(Picture region annotation data)

|---|

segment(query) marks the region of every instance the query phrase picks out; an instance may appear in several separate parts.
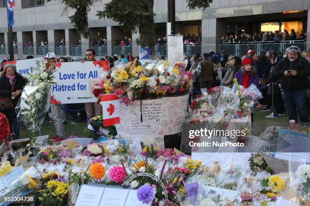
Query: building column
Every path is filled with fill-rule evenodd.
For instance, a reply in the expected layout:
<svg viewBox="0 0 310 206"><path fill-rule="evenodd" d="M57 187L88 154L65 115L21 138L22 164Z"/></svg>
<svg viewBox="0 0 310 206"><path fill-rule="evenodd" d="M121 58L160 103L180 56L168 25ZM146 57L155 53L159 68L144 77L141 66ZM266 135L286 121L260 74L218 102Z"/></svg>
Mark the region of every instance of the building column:
<svg viewBox="0 0 310 206"><path fill-rule="evenodd" d="M33 41L33 55L36 56L37 54L36 50L36 32L35 31L32 31L32 40Z"/></svg>
<svg viewBox="0 0 310 206"><path fill-rule="evenodd" d="M14 59L22 59L23 55L24 55L24 51L23 49L23 32L21 31L18 31L16 32L17 35L17 57L15 57L14 55Z"/></svg>
<svg viewBox="0 0 310 206"><path fill-rule="evenodd" d="M81 38L82 41L82 56L84 57L85 54L86 54L86 50L89 49L89 40L88 38L85 38L83 36L81 36Z"/></svg>
<svg viewBox="0 0 310 206"><path fill-rule="evenodd" d="M55 52L55 37L54 30L48 30L48 40L49 44L49 51Z"/></svg>
<svg viewBox="0 0 310 206"><path fill-rule="evenodd" d="M202 55L216 50L216 19L202 20Z"/></svg>
<svg viewBox="0 0 310 206"><path fill-rule="evenodd" d="M69 41L69 29L65 29L65 43L66 44L66 54L70 55L70 41Z"/></svg>
<svg viewBox="0 0 310 206"><path fill-rule="evenodd" d="M106 27L106 43L107 45L107 55L112 56L112 27Z"/></svg>
<svg viewBox="0 0 310 206"><path fill-rule="evenodd" d="M306 43L306 49L310 49L310 10L308 10L308 19L307 21L307 41Z"/></svg>
<svg viewBox="0 0 310 206"><path fill-rule="evenodd" d="M140 34L139 31L137 33L133 33L131 35L131 40L132 41L132 56L134 57L139 57L139 45L137 44L137 39L139 38Z"/></svg>
<svg viewBox="0 0 310 206"><path fill-rule="evenodd" d="M5 32L5 45L6 46L6 54L7 56L9 55L9 47L8 45L9 45L8 40L8 32Z"/></svg>

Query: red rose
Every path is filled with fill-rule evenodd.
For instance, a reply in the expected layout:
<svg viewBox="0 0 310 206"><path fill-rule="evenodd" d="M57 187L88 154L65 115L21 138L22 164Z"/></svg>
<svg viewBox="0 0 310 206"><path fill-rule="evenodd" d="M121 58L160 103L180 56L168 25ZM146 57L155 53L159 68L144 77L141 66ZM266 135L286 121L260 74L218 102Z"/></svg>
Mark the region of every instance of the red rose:
<svg viewBox="0 0 310 206"><path fill-rule="evenodd" d="M57 175L57 174L56 173L54 173L53 174L53 179L54 179L54 180L57 179L58 178L58 176Z"/></svg>

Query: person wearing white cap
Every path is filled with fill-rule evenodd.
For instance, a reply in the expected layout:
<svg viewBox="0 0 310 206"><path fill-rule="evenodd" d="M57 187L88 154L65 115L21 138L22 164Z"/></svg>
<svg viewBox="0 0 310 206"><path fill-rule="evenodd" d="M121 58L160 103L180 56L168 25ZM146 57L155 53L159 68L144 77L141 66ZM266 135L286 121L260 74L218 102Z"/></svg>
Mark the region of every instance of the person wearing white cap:
<svg viewBox="0 0 310 206"><path fill-rule="evenodd" d="M53 52L49 52L46 55L45 59L49 63L57 62L56 56ZM53 119L54 125L57 134L55 137L50 138L50 139L53 140L54 142L59 142L64 139L63 122L66 121L66 114L63 110L61 110L61 105L51 104L51 110L52 111L52 119Z"/></svg>

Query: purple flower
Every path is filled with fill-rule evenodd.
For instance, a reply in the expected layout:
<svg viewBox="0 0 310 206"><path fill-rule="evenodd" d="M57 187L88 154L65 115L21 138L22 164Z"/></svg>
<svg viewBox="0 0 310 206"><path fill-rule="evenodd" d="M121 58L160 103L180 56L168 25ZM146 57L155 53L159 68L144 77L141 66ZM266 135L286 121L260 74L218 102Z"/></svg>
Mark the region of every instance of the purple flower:
<svg viewBox="0 0 310 206"><path fill-rule="evenodd" d="M148 204L151 202L154 199L154 196L153 188L148 184L141 186L137 191L138 199L142 201L143 204Z"/></svg>

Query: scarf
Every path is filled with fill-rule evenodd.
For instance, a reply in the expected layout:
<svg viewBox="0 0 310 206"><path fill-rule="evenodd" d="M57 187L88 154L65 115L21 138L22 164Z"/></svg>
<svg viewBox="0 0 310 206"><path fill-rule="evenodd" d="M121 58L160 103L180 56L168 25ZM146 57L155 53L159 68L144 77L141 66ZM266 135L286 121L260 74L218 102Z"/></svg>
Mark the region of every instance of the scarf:
<svg viewBox="0 0 310 206"><path fill-rule="evenodd" d="M14 80L15 80L15 75L10 76L8 74L6 74L6 77L9 79L9 81L10 82L11 86L13 85L13 84L14 83Z"/></svg>
<svg viewBox="0 0 310 206"><path fill-rule="evenodd" d="M243 78L242 78L242 86L248 88L249 87L249 82L250 80L250 73L249 72L246 72L243 74Z"/></svg>

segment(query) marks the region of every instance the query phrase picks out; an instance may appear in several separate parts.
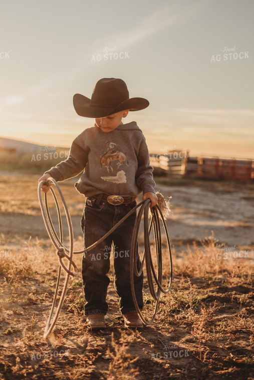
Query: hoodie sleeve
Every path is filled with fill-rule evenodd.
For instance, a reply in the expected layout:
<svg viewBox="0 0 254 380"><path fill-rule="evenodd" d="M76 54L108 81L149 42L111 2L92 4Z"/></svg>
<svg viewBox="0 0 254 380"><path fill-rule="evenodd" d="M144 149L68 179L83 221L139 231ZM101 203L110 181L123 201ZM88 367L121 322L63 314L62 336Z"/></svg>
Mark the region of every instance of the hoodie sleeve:
<svg viewBox="0 0 254 380"><path fill-rule="evenodd" d="M150 164L148 149L144 136L139 146L137 160L138 170L136 173L137 186L143 193L151 192L155 194L155 183L152 174L153 168Z"/></svg>
<svg viewBox="0 0 254 380"><path fill-rule="evenodd" d="M57 182L75 177L85 168L88 153L80 145L78 136L72 143L68 158L45 173L49 173Z"/></svg>

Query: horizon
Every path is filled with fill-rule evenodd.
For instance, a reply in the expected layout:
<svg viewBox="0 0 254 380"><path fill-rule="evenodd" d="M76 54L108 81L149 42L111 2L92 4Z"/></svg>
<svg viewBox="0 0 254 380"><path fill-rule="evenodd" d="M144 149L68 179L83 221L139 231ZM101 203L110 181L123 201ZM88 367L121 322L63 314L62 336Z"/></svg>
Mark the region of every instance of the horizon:
<svg viewBox="0 0 254 380"><path fill-rule="evenodd" d="M130 98L149 101L125 120L137 122L149 151L175 146L195 156L253 156L254 2L129 4L5 3L0 135L70 146L94 124L76 114L74 94L90 98L99 79L120 78Z"/></svg>
<svg viewBox="0 0 254 380"><path fill-rule="evenodd" d="M24 140L23 139L17 139L17 138L8 138L4 136L0 136L0 139L1 138L6 138L9 140L16 141L18 142L25 142L29 144L31 144L32 145L34 145L35 146L40 146L40 147L43 147L45 148L55 148L56 149L65 149L65 150L70 150L70 146L60 146L60 145L44 145L41 144L39 144L37 142L34 142ZM148 147L149 148L149 147ZM0 147L1 149L1 147ZM252 154L252 157L251 158L250 156L246 156L245 157L243 157L242 156L226 156L226 155L221 155L221 154L192 154L191 151L189 149L188 149L188 148L183 148L182 147L182 148L177 148L175 146L165 146L164 147L164 149L163 150L161 150L160 152L158 150L152 150L148 149L149 154L160 154L161 155L163 155L165 154L166 152L168 153L170 152L174 152L175 150L175 151L179 151L179 152L184 152L185 154L185 155L187 152L188 152L188 156L189 157L195 157L195 156L199 156L199 157L206 157L206 158L228 158L228 159L232 159L233 160L234 158L237 160L254 160L254 156Z"/></svg>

|---|

_What is needed_.
Show each line of the items that contains the word "column".

_Finished exercise_.
Query: building column
Mark the region of every instance of the building column:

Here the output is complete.